[Toplanan veri girdileri]
◆ ◆ ◆

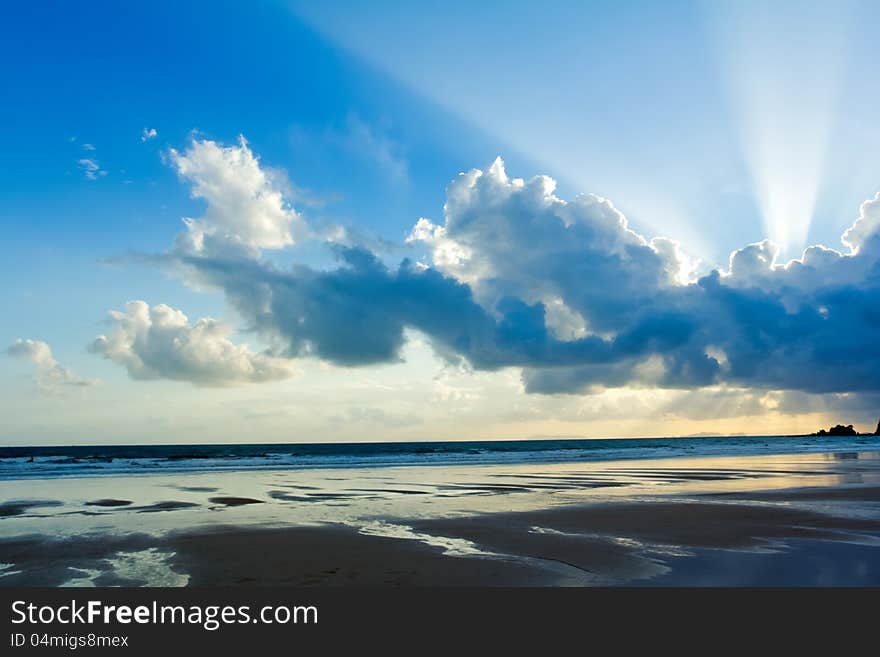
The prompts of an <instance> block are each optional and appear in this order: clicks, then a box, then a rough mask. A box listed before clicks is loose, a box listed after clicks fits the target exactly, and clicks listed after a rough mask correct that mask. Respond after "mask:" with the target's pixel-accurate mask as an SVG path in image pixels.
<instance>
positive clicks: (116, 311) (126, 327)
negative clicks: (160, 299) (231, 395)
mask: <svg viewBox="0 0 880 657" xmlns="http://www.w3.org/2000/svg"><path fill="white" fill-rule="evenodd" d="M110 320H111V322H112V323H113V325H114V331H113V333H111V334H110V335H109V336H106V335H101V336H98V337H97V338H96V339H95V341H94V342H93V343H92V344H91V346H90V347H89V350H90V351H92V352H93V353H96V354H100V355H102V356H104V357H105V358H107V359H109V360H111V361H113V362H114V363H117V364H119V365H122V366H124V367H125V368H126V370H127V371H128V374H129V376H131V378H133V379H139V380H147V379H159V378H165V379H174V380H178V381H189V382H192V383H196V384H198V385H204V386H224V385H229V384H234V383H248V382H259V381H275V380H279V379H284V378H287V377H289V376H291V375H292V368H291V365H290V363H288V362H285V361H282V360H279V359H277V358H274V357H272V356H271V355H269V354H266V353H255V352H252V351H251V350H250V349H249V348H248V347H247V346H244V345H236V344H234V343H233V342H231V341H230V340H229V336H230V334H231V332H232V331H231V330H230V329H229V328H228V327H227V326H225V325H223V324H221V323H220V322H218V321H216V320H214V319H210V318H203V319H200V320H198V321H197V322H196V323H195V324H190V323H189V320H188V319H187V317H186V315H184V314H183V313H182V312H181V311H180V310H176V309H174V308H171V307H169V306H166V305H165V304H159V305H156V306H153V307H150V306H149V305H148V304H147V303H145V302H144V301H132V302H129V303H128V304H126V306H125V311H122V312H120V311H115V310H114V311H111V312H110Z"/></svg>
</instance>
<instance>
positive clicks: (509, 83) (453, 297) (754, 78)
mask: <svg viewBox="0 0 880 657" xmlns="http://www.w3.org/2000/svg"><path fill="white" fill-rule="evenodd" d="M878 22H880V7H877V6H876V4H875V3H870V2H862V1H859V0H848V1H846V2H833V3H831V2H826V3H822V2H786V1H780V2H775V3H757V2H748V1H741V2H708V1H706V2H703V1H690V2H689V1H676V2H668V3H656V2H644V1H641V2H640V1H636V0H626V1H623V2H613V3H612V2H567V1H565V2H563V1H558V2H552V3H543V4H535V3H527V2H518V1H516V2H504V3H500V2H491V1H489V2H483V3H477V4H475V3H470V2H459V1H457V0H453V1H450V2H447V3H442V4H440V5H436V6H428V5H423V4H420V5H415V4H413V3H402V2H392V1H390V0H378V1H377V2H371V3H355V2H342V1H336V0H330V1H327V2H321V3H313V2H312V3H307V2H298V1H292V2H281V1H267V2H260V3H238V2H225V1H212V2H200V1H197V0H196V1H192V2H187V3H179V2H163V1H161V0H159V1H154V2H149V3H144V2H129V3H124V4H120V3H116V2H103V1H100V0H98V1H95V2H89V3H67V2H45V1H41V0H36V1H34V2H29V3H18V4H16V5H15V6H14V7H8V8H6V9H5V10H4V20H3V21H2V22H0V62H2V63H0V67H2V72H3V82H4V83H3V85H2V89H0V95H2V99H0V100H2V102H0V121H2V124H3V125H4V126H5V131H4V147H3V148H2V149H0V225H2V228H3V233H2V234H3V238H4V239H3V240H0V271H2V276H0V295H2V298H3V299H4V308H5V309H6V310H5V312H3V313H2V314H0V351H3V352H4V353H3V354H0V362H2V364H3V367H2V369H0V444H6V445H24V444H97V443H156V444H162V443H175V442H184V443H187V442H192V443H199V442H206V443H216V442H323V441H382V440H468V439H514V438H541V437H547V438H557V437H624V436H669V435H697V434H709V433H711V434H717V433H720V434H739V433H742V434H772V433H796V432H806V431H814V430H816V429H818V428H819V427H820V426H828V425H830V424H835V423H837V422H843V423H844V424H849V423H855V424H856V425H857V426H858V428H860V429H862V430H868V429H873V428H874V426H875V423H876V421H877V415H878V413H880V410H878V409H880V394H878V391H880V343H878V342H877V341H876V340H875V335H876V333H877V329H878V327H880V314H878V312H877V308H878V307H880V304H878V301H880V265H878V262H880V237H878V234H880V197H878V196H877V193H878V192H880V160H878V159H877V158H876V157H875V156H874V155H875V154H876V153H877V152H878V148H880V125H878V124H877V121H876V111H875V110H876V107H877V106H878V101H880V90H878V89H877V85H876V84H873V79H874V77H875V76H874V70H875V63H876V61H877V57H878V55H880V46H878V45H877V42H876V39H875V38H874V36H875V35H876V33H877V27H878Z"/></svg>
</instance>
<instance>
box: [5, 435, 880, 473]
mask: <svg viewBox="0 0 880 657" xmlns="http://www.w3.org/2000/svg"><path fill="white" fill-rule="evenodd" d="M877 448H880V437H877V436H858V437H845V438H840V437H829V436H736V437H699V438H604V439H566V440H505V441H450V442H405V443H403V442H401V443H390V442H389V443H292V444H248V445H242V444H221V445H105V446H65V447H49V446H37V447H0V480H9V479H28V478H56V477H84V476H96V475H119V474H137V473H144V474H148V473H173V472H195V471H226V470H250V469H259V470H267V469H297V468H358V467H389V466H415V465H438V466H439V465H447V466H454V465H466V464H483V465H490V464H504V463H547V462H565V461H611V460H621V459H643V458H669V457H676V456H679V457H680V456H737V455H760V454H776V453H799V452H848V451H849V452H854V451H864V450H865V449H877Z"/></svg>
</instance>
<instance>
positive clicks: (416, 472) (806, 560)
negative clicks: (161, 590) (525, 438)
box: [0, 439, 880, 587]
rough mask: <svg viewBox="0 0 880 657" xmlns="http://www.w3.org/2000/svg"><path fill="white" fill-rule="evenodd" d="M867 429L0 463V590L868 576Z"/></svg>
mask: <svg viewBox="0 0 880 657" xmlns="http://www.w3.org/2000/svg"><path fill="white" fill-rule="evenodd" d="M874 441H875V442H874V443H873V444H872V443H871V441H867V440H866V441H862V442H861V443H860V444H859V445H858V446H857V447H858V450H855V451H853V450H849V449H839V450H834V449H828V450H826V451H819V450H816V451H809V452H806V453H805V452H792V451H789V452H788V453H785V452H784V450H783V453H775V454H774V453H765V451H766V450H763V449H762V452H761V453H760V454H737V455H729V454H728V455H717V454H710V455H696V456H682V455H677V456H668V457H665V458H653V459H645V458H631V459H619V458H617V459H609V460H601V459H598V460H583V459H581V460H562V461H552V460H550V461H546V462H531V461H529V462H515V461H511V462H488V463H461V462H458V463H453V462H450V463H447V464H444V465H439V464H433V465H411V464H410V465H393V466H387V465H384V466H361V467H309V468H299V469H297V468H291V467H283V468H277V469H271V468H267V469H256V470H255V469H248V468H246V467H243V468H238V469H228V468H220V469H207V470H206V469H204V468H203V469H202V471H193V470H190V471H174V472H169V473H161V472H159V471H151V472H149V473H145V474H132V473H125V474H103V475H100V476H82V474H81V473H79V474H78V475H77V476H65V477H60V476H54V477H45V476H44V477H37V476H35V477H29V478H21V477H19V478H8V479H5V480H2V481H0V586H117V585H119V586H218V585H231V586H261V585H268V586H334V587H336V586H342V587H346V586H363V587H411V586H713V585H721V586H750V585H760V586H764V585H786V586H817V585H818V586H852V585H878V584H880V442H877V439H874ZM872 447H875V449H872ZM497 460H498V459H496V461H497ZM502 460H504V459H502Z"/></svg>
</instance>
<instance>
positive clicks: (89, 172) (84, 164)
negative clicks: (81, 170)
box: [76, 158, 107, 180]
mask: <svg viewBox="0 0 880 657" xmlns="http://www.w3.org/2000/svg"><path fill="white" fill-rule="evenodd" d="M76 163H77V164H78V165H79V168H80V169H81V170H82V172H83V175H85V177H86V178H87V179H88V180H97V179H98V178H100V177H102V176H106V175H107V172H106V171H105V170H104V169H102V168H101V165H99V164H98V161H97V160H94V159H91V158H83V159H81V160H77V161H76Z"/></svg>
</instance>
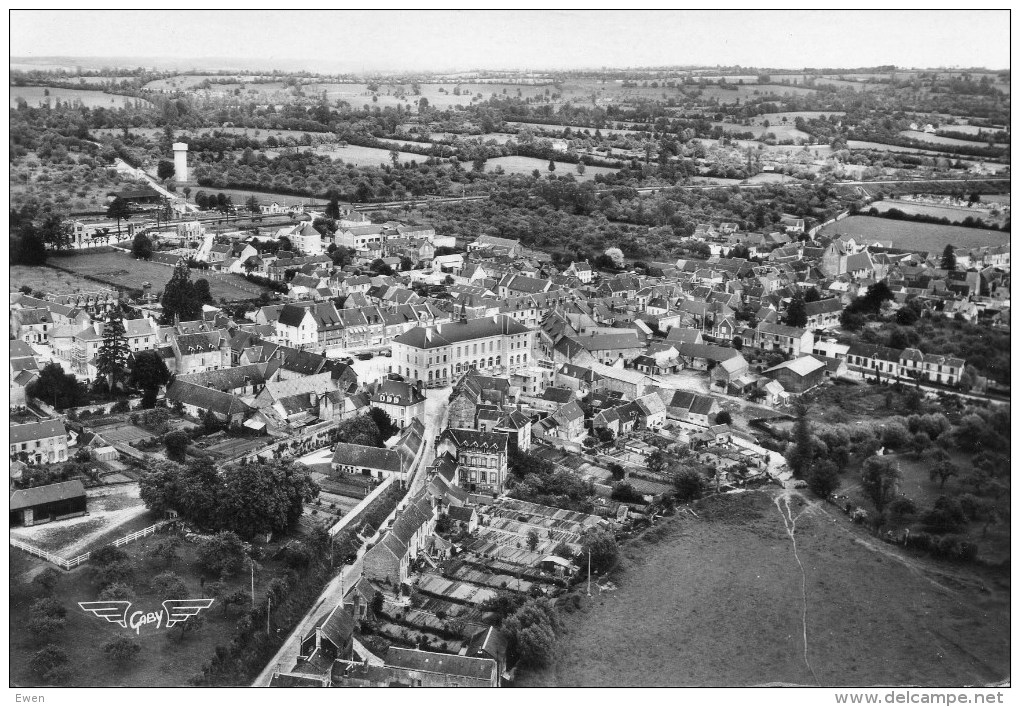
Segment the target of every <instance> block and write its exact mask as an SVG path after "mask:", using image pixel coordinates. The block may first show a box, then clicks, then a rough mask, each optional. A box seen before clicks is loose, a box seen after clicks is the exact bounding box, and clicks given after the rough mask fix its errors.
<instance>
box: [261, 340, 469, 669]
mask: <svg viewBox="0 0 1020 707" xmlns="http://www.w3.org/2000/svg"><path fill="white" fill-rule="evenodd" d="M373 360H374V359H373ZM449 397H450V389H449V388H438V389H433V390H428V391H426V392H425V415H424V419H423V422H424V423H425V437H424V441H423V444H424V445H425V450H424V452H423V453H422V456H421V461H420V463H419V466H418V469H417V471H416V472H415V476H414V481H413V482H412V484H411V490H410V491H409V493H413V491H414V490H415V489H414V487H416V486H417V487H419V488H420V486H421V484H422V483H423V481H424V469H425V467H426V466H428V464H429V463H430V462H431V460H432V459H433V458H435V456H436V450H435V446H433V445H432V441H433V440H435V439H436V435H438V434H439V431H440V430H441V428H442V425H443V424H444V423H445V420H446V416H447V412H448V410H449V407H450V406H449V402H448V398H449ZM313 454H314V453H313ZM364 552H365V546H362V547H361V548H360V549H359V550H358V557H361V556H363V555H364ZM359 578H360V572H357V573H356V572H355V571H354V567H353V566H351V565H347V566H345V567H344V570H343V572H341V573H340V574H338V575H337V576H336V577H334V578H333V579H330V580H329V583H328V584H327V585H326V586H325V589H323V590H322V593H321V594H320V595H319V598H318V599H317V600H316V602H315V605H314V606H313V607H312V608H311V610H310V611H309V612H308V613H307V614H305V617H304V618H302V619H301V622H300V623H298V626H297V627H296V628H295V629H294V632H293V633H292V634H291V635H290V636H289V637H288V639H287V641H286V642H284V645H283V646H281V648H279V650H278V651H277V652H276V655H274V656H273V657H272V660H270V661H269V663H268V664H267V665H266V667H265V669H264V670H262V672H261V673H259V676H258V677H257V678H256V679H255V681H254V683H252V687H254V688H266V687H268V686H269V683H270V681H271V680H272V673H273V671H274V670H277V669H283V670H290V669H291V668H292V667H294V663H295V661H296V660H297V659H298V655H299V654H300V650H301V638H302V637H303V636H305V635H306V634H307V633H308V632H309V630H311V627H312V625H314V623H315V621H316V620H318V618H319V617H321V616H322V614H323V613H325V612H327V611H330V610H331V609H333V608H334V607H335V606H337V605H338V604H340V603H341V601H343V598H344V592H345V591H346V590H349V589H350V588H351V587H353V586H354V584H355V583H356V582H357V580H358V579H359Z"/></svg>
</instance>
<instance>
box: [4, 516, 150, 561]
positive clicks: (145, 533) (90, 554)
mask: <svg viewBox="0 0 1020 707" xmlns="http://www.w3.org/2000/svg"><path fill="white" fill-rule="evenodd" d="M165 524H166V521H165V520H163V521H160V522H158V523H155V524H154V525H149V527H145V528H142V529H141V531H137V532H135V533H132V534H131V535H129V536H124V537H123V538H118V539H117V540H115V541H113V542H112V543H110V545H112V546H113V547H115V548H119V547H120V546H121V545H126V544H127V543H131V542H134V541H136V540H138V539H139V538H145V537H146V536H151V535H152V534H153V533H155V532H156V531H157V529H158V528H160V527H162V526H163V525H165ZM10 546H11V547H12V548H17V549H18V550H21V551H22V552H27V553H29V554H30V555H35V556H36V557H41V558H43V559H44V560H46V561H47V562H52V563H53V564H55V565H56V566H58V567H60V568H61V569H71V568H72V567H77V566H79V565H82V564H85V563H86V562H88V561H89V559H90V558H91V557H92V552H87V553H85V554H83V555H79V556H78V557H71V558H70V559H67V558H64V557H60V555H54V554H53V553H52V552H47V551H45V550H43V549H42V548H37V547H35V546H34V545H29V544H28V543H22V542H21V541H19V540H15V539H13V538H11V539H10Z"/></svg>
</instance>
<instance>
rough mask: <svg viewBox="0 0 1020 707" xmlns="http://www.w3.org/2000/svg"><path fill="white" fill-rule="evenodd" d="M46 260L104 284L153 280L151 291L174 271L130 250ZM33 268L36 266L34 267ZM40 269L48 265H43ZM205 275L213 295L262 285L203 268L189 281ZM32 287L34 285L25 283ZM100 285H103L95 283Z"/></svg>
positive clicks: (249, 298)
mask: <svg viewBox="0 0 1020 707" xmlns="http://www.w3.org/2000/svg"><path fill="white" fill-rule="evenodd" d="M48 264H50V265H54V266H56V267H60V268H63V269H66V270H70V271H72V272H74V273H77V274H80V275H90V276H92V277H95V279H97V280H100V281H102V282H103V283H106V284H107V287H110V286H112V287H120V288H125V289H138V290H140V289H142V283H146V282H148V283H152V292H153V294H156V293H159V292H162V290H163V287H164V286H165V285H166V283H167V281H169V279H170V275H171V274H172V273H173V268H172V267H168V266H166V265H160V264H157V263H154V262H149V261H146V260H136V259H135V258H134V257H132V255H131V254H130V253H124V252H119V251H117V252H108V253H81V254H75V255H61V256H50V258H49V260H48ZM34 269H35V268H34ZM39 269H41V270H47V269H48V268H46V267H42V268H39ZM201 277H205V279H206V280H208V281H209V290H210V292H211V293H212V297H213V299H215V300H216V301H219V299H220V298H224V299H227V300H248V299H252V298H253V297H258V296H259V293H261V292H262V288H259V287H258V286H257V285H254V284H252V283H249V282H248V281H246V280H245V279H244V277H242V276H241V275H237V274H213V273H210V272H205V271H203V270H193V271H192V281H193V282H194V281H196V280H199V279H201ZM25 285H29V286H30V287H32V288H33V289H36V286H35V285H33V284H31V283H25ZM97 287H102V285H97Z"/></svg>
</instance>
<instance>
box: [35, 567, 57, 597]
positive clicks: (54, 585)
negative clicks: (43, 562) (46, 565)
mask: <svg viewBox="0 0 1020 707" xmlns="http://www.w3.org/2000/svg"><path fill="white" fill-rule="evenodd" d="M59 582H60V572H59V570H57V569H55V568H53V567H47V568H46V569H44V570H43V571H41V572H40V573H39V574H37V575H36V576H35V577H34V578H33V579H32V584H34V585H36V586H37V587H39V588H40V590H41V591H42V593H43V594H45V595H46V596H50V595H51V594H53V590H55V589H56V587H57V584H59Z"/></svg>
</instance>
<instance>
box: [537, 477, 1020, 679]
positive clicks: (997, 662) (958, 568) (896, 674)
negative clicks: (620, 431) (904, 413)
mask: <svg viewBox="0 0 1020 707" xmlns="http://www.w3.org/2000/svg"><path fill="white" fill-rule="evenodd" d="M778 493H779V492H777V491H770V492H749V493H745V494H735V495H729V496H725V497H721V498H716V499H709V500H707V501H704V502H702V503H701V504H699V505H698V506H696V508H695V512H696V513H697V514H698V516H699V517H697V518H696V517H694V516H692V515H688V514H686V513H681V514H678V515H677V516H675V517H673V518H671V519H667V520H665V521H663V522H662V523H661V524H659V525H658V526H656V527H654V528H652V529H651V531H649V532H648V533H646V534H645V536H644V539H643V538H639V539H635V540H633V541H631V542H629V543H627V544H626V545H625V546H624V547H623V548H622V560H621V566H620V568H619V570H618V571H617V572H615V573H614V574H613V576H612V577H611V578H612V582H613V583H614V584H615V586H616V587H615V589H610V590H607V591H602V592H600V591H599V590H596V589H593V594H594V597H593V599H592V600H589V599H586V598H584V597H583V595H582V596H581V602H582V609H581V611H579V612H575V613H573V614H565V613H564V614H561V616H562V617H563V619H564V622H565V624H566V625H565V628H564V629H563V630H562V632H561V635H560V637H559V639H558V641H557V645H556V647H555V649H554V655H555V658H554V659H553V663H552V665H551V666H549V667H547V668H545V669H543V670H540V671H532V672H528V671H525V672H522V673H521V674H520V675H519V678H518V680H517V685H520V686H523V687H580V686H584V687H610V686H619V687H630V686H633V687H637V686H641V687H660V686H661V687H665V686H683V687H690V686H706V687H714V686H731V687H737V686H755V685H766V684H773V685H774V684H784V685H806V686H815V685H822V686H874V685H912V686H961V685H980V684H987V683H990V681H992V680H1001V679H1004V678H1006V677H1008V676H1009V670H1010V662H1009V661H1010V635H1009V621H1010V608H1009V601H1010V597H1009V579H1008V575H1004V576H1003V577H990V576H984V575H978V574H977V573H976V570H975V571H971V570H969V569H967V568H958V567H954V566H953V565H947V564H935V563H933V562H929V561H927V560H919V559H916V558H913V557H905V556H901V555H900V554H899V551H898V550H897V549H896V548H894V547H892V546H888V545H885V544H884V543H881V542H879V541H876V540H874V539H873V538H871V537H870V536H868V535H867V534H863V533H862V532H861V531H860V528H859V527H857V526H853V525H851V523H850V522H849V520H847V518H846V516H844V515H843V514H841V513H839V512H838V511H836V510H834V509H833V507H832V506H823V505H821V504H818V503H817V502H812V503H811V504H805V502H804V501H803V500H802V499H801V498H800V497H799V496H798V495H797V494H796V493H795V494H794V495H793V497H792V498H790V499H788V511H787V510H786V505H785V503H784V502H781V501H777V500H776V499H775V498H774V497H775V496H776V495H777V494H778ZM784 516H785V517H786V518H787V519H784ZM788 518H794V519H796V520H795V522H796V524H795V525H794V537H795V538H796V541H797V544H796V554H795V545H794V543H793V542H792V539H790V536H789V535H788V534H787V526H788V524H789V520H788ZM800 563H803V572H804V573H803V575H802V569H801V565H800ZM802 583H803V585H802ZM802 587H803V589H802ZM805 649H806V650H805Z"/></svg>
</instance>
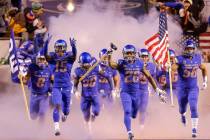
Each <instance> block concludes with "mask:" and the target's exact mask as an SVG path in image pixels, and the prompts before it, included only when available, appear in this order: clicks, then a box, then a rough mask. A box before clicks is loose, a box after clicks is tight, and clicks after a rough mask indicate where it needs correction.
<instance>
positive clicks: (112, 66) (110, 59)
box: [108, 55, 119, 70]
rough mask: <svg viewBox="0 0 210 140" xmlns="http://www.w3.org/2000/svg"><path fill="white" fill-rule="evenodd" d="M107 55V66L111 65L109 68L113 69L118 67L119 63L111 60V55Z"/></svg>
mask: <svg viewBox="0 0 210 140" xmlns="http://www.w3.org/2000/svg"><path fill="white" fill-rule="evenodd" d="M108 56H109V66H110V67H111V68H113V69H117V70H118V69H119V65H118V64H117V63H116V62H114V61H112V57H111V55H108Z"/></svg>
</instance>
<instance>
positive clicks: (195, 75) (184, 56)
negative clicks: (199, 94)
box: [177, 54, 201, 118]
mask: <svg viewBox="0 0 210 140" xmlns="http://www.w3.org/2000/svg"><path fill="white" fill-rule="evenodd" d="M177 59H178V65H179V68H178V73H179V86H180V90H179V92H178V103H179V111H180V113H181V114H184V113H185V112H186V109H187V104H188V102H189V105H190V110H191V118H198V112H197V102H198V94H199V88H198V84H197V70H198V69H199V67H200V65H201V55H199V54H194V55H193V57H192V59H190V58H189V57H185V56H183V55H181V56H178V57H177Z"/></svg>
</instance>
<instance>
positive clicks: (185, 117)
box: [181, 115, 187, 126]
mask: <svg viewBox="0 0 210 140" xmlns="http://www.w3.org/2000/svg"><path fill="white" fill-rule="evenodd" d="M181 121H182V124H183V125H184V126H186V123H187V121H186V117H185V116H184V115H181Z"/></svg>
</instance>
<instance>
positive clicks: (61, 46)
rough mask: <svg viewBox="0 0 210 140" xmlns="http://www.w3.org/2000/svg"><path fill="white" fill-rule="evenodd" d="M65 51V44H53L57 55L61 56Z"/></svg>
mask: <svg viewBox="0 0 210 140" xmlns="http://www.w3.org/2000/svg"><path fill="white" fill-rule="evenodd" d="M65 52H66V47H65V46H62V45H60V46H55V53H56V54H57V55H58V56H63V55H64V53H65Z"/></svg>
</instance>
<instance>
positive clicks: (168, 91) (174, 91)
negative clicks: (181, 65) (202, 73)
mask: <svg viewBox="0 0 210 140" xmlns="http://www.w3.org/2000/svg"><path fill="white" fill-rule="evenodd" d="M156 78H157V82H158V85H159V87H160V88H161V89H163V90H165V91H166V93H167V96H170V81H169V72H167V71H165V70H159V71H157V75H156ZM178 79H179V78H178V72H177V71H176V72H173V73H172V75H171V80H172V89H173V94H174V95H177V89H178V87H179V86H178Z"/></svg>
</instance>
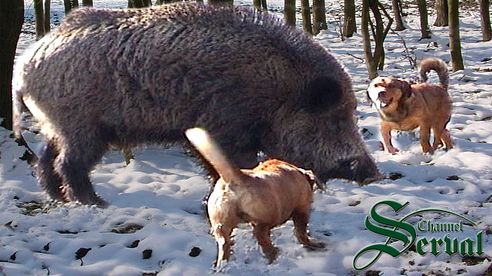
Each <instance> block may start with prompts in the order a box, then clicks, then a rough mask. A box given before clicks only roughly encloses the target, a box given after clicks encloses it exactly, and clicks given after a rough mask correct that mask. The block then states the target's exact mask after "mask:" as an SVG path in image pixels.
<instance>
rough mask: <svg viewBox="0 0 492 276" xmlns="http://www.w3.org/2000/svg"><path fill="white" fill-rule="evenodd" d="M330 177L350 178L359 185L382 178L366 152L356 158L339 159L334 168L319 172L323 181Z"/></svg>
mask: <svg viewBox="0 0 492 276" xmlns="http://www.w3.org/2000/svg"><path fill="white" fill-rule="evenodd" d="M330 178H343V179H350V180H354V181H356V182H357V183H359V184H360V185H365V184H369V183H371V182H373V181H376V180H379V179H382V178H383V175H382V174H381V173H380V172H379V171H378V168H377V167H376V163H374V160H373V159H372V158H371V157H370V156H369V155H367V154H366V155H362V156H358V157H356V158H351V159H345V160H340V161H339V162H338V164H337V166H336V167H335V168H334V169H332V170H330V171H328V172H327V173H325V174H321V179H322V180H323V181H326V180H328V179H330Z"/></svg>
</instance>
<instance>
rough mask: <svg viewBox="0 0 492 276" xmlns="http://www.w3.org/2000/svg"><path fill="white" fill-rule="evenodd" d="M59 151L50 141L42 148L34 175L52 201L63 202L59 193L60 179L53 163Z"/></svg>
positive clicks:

◆ ◆ ◆

**Yapılacaklar**
Kayıtların başından "negative clicks: (160, 299) (231, 395)" ifadesini içeren satıra kadar (o satır da dahil) bütün satırları aynen tekrarla. Lütfen resimleri yanıta katma.

**Yanıt Bölümü**
The prompts of an <instance> block are each optional and appear in this order: clicks, then a box, then a rough mask. A box listed before clicks is loose, a box listed after clicks fits the target exactly, and clicks listed after a rough mask correct that mask. Respond after "mask:" with the target's pixel-accurate mask as an SVG path in image pixels.
<instance>
positive clicks: (116, 311) (126, 327)
negative clicks: (160, 299) (231, 395)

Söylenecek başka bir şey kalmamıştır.